**Document excerpt:**

▼▼▼

It’s hard to remember a world before Martha Stewart. And, at this point, it’s hard to fathom one without her. In the three-plus decades since her first book, Entertaining, catapulted her to fame as America’s hostess with the mostest, the 75-year-old Bedford resident has become an integral part of our zeitgeist. Whether or not you realize it, Martha Stewart probably affects your life every day.
Stewart almost single-handedly pioneered the DIY concept, elevating “Do It Yourself” from money-saving chore for those without means to something to learn, enjoy, and feel proud of. “I wanted to show people how to do things,” she says, “so that they could do it themselves — not because they had to but because they wanted to.”
By the late ’80s, DIY was no longer the domain of the weekend handyman who wanted to use his wood-shop skills to build a shelf. Because of Stewart, people were crafting, cooking, gardening, building, painting, and creating — and she showed them how to do it, step-by-step, inspiring thousands of entrepreneurs and spawning countless businesses, ideas, and inventions in the process.
Before Martha Stewart, weddings were just…weddings. Brides clipped photos of dresses from magazines, and a few, mostly society brides, paid wedding coordinators to plan their nuptials. Then, in 1987, Stewart released Weddings By Martha Stewart, and, almost overnight, an industry (and scores of micro-industries within it) was born. Again, Stewart showed couples what was possible, and taught them how to do it. Among her many extraordinary talents (“I’m a really good gardener, pastry chef, and cleaner,” she says, matter-of-factly), Stewart is, it seems, a teacher at heart.

▲▲▲

**Given information:**

▼▼▼

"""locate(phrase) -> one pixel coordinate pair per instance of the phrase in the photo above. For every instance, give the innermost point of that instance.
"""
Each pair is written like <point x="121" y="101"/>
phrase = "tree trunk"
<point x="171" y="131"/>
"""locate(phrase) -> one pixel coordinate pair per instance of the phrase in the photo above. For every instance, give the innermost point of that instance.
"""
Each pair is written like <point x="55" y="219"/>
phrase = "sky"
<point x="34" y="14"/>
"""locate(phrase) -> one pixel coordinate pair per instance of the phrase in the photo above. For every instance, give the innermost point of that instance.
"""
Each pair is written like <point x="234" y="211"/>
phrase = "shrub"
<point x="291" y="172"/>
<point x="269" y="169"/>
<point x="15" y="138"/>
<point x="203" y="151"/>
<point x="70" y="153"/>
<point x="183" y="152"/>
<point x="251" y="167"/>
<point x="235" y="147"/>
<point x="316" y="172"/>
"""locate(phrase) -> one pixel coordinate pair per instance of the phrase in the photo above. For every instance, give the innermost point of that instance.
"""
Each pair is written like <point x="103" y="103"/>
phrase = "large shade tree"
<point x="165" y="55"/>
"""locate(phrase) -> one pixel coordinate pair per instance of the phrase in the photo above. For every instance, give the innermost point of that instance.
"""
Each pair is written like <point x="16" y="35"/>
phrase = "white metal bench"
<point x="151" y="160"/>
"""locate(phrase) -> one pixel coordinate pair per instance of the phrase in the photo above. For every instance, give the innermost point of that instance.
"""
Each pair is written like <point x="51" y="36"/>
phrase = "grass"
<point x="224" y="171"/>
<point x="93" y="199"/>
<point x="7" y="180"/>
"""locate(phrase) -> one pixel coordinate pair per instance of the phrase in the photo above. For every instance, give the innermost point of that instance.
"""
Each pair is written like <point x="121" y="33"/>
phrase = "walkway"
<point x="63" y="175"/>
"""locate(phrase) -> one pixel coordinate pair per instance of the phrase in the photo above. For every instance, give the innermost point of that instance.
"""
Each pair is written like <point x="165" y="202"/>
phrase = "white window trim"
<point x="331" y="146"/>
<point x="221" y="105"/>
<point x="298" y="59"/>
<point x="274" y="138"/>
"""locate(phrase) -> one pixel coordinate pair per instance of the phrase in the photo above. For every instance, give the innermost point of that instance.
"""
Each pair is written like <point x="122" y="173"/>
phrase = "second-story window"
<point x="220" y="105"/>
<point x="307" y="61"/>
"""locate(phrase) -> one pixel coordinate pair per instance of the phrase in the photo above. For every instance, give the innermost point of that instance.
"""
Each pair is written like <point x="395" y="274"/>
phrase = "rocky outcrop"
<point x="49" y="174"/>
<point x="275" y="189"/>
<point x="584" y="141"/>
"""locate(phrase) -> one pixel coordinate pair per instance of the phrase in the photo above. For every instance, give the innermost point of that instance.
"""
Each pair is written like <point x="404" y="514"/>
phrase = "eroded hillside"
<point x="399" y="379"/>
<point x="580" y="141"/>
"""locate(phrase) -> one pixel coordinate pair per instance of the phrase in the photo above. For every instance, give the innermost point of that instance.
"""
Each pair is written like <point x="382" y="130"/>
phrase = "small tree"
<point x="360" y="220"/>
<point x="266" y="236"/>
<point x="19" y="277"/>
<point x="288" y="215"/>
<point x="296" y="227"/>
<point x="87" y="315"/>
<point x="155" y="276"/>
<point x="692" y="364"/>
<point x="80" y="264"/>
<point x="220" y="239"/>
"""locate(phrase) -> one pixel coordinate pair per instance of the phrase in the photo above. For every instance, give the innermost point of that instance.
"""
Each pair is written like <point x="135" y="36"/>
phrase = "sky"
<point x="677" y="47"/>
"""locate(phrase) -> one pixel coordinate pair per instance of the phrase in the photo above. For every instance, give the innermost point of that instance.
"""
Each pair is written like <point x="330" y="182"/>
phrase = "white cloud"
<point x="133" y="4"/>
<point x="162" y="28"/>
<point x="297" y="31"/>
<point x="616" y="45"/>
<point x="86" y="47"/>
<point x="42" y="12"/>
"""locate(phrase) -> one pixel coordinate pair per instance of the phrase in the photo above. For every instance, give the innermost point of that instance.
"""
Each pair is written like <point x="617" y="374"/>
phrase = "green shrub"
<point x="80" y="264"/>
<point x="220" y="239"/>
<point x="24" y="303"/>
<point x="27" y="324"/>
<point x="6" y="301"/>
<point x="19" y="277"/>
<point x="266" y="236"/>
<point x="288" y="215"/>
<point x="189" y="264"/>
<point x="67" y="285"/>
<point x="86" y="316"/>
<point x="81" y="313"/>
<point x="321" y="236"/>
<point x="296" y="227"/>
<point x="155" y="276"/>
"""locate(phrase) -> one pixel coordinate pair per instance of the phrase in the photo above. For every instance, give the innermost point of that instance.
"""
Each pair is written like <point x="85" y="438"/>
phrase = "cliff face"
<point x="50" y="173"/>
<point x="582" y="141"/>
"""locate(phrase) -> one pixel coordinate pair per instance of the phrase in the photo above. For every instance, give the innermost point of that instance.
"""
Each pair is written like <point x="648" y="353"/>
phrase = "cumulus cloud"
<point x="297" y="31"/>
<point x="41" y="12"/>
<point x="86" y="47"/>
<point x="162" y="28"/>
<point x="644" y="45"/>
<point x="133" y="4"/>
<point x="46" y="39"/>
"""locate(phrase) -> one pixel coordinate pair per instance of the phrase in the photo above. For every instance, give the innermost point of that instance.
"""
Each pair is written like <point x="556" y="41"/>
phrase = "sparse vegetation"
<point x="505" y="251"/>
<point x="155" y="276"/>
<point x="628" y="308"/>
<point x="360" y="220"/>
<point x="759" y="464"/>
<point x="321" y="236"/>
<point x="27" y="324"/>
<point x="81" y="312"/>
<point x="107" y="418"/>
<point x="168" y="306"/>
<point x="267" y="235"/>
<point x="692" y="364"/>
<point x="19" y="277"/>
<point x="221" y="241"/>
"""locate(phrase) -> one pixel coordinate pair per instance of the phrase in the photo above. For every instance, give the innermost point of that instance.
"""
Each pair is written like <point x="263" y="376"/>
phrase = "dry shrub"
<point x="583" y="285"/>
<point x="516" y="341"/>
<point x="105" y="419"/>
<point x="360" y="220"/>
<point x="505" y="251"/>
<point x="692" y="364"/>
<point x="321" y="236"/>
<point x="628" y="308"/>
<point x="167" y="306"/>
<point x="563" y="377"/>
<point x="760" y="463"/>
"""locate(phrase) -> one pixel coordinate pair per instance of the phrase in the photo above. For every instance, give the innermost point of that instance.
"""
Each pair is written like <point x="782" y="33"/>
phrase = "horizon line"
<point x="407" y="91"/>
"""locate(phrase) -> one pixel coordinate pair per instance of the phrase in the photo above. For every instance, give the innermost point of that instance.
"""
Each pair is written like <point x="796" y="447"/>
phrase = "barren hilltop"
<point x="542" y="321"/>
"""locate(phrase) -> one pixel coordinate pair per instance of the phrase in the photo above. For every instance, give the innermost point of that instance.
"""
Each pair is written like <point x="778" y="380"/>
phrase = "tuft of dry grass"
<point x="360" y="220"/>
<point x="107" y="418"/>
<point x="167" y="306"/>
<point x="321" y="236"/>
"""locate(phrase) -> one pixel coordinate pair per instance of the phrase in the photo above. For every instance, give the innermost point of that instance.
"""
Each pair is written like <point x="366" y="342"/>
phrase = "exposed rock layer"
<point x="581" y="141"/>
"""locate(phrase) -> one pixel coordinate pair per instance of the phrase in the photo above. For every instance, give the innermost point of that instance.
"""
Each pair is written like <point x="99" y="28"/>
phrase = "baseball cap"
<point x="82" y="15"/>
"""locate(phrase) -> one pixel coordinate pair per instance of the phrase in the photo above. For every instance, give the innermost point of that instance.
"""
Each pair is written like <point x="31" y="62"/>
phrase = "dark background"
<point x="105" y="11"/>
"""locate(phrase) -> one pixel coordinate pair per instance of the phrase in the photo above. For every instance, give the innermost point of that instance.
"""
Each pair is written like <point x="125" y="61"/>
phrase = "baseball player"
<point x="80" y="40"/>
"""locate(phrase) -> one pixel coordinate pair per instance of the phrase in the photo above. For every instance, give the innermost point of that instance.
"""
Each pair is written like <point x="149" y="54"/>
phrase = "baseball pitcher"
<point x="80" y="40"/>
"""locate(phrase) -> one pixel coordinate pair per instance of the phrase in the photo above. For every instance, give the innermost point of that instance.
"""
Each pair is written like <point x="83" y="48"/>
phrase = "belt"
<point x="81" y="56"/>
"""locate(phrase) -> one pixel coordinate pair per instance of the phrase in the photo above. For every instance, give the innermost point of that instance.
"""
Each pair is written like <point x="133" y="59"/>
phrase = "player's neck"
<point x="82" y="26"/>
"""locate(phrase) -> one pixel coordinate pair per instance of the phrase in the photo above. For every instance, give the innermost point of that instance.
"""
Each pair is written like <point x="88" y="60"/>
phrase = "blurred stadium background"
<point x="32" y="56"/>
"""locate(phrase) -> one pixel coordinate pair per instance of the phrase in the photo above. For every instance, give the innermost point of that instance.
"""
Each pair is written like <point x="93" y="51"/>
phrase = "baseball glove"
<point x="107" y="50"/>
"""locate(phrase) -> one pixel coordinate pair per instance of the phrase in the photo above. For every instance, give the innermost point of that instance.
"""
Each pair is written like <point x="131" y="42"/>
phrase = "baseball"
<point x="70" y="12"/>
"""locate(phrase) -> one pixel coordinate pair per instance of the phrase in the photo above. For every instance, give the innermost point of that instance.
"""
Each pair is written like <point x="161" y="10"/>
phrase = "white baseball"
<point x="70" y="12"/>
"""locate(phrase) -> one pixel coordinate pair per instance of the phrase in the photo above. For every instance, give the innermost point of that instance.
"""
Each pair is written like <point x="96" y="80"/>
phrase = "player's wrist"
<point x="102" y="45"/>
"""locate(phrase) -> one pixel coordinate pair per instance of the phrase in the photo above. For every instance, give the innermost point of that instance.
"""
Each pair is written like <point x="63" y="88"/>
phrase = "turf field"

▲▲▲

**Exercise set:**
1 > Please repeat word for word the passage of the Martha Stewart article from "Before Martha Stewart, weddings" to "teacher at heart.".
2 > Answer these from the Martha Stewart article:
(a) What was the title of Stewart's first book?
(b) By the late '80s, DIY was no longer whose domain?
(c) In what year did Stewart release Weddings By Martha Stewart?
3 > Carry the Martha Stewart article forward from its last sentence.

**Expected responses:**
1 >
Before Martha Stewart, weddings were just…weddings. Brides clipped photos of dresses from magazines, and a few, mostly society brides, paid wedding coordinators to plan their nuptials. Then, in 1987, Stewart released Weddings By Martha Stewart, and, almost overnight, an industry (and scores of micro-industries within it) was born. Again, Stewart showed couples what was possible, and taught them how to do it. Among her many extraordinary talents (“I’m a really good gardener, pastry chef, and cleaner,” she says, matter-of-factly), Stewart is, it seems, a teacher at heart.

2 >
(a) Entertaining
(b) The weekend handyman who wanted to use his wood-shop skills to build a shelf
(c) 1987

3 >
“In third grade, I decided I wanted to be a teacher,” she says, in that quintessentially Martha voice — slow and deliberate, meticulously enunciating each syllable, emphasizing all the long Es. “She’s very curious,” says her close friend Memrie Lewis. “If I had to describe Martha in one word, it’s ‘student’: She loves to learn.”
Stewart founded Martha Stewart Omnimedia in 1991, growing it into a $2 billion empire at its peak. Surprisingly warm and funny, she’s had her share of controversy, serving jail time for insider trading in 2004, emerging virtually unscathed.
The eldest of six and the mother of one (a daughter, Alexis), Stewart remains tirelessly curious. When she’s not working on a project — like her new VH-1 show with Snoop Dogg, who’s called her his “homegirl” — she spends time with her young grandchildren. Because of them, she says, “I’m more patient and mellow now.”